**Task to complete**
Reproduce all records below exactly.

^^^^^^^^

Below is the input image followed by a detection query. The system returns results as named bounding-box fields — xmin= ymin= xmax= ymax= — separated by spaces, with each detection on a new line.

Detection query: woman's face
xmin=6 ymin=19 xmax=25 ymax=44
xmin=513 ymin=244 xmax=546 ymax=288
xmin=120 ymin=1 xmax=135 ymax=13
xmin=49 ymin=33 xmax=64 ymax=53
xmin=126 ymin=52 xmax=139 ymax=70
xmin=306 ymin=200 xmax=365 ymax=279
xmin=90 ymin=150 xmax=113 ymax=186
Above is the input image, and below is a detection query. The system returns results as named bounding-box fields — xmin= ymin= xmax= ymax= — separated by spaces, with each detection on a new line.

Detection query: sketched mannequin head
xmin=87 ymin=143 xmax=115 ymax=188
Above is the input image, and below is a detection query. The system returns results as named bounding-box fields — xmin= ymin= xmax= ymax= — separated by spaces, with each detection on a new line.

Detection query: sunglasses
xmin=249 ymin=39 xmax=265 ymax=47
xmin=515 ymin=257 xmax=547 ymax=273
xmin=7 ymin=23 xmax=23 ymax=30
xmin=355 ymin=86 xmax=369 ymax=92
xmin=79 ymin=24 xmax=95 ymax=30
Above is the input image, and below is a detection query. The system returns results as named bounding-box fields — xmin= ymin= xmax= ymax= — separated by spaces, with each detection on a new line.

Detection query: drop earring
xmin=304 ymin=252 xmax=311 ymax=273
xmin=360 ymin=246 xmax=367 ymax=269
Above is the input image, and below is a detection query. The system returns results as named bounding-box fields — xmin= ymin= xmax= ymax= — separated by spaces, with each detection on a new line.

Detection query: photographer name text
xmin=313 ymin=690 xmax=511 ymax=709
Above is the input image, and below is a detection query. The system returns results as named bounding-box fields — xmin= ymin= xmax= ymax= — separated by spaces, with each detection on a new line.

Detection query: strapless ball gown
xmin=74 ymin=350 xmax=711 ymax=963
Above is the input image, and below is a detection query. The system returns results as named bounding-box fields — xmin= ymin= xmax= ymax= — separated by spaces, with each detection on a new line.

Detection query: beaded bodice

^^^^^^^^

**Task result**
Below is the input image followed by a detection query. The system returns results as named bounding-box fields — xmin= ymin= xmax= ymax= — separated by spaces, with each detection on a new line.

Detection query: woman's face
xmin=6 ymin=19 xmax=25 ymax=44
xmin=513 ymin=244 xmax=546 ymax=288
xmin=120 ymin=1 xmax=135 ymax=13
xmin=49 ymin=33 xmax=64 ymax=53
xmin=126 ymin=52 xmax=139 ymax=70
xmin=306 ymin=200 xmax=365 ymax=279
xmin=90 ymin=150 xmax=113 ymax=186
Above is the input image, and below is a detection query. The system returns results as named bounding-box fields — xmin= ymin= xmax= ymax= — separated by spaces, with each detection on a new line.

Detection query: sketched mannequin head
xmin=87 ymin=143 xmax=115 ymax=188
Above is the input image, and below is a detection query. The system returns results as named bounding-box fields — xmin= ymin= xmax= ymax= — separated by spaces, with each detection on a new line.

Detection query: sunglasses
xmin=249 ymin=39 xmax=265 ymax=47
xmin=515 ymin=257 xmax=547 ymax=273
xmin=7 ymin=23 xmax=23 ymax=30
xmin=355 ymin=86 xmax=369 ymax=92
xmin=79 ymin=24 xmax=95 ymax=30
Above is the input image, and below is a detection query. The system returns results as named bounding-box fields — xmin= ymin= xmax= ymax= — separated by spaces, with each detection on a new line.

Detection query: drop earring
xmin=304 ymin=252 xmax=311 ymax=273
xmin=360 ymin=246 xmax=367 ymax=269
Above is the input image, and below is a detection query. The system returns results as named bounding-box fields — xmin= ymin= xmax= ymax= — separated by spaces, with each detection on a new line.

Detection query: photographer name text
xmin=313 ymin=690 xmax=511 ymax=709
Above is the input image, and below is a detection query. The system returns results as named bounding-box fields — xmin= ymin= xmax= ymax= — separated by spaces, with each detection on a new line.

Detection query: strapless ball gown
xmin=74 ymin=350 xmax=711 ymax=963
Above is the input image, and below is a detection query. The system returns results as named bounding-box fields — xmin= ymin= xmax= ymax= — separated by spaces, with each detection on a new line.

Detection query: beaded bodice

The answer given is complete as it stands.